*Extract to read*
--
This study is the first study to apply UDT in a clinical setting to measure Rf. Significant reduction in recirculation was reached by adjustment of cannula position. After catheterization, the placement was verified by plain chest RX in all cases and often also by echocardiography. Bedside UDT was the most important factor in attaining best position. In this study, the multistage cannula showed a more desirable recirculation profile and might need fewer adjustments.
The alternative methods to assess Rf are all inferior to UDT. “The Physicians eye,” looking at tubing color, and trend SpreoxO2 and SaO2 over time have inborn limitations. To “homogenize,” a bolus of cold saline before the oxygenator/heater would destroy the tracer from start, and the method is not validated on ECMO. The SvO2 method may be the more correct method, but use is limited in our critically ill patient group. Finally, looking at the CVL method, it is very uncertain to “best sample” and running atrio-femoral mode, and multistage cannulas will probably increase the bias of this method. It has also been suggested that the UDT method correlates better with the SvO2 method than the CVL method.7
As shown in earlier studies, there is a positive correlation between flow and recirculation.7,16 At pump rates exceeding CO, superfluous flow will be drained, and the effective flow decreases.25 In one case, ECMO flow was increased from 4,190 to 5,540 ml/min, but SpO2 declined from 97% to 92%. Measurements showed effective ECMO flow to decrease from 2,960 to 1,885 ml/min as Rf increased from 30 to 66%. Thus, increasing ECMO flow per se does not always increase DO2, as discussed by Abrams et al.17 In most situations, a significant recirculation can be detected by a trained physician and dealt with using echocardiography and blood gases.2,17 In difficult cases, however, UDT is a tool, which can guide the physician in improving medical care and assist in understanding physiologic problems not only concerning recirculation but also indirectly in assessing cardiac function over time, etc.
--
*Provided records*

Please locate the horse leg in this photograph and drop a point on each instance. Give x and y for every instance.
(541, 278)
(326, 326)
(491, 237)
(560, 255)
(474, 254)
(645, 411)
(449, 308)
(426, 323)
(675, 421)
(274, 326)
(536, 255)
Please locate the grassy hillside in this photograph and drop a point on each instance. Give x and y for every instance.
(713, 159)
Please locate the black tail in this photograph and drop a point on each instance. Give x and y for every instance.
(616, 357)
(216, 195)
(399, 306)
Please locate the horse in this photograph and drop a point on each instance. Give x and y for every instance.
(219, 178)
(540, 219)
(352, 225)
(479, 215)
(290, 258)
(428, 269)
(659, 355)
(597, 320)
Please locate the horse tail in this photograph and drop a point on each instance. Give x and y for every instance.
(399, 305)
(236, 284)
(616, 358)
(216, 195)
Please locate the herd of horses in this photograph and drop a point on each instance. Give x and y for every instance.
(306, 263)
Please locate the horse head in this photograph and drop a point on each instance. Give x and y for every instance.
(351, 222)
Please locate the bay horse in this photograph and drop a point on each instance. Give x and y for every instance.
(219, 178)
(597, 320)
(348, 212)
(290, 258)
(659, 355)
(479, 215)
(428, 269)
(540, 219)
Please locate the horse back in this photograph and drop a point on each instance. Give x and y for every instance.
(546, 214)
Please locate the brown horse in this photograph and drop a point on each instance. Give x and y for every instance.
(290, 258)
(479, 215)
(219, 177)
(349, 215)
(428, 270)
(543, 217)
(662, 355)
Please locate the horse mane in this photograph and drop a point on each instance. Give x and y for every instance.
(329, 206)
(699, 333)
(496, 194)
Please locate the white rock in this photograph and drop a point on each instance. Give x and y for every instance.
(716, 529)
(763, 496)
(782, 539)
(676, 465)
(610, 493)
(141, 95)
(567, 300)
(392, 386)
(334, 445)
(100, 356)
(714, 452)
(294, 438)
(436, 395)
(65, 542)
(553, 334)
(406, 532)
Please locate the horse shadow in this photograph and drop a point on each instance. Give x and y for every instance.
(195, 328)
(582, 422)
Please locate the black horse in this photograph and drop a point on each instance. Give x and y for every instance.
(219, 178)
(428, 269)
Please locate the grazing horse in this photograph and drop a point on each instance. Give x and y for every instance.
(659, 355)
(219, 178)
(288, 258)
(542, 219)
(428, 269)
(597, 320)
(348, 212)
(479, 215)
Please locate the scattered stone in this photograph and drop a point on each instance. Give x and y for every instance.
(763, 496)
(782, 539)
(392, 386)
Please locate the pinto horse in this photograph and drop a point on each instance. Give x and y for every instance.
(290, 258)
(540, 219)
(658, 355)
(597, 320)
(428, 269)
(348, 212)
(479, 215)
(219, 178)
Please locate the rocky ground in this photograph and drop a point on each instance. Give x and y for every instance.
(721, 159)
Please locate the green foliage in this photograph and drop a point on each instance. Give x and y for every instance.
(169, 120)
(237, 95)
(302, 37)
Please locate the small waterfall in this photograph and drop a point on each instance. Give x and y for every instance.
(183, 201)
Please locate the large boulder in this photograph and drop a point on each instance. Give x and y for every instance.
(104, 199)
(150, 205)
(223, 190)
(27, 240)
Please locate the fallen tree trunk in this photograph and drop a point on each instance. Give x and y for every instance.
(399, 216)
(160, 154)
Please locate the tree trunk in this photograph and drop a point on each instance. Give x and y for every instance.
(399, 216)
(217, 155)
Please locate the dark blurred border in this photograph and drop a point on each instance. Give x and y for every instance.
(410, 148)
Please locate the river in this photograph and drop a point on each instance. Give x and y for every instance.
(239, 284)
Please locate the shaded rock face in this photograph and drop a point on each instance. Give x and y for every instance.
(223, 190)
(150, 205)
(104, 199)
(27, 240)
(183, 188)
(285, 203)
--
*Problem to solve*
Continue the passage on measuring ECMO recirculation with ultrasound dilution, picking up after its final sentence.

*Output for this exercise*
Conclusions
Recirculation fraction during atrio-femoral VV ECMO can be significantly reduced by choice of cannula. The multistage cannula used for draining showed less recirculation than the conventional design cannula. Adjusting cannula position might decrease recirculation further. The use of ultrasound dilution technology is simple, noninvasive and provides bedside feedback regarding recirculation fraction. Less recirculation means a more effective ECMO therapy. Maintaining a highly effective ECMO flow leads to secondary benefits such as reduced risk of hemolysis and reduced morbidity.
Acknowledgment
The authors thank Dr. Peter Radell, Department of Pediatric Anesthesia and Intensive Care, Karolinska University Hospital, Stockholm, Sweden, for language revision.
Footnotes
Disclosures: After finalization the draft Mikael Broman became a member of the Advisory Board of Eurosets srl., Medolla, Italy. This has no implication on this study. No conflict of interest concerning the other authors is to report.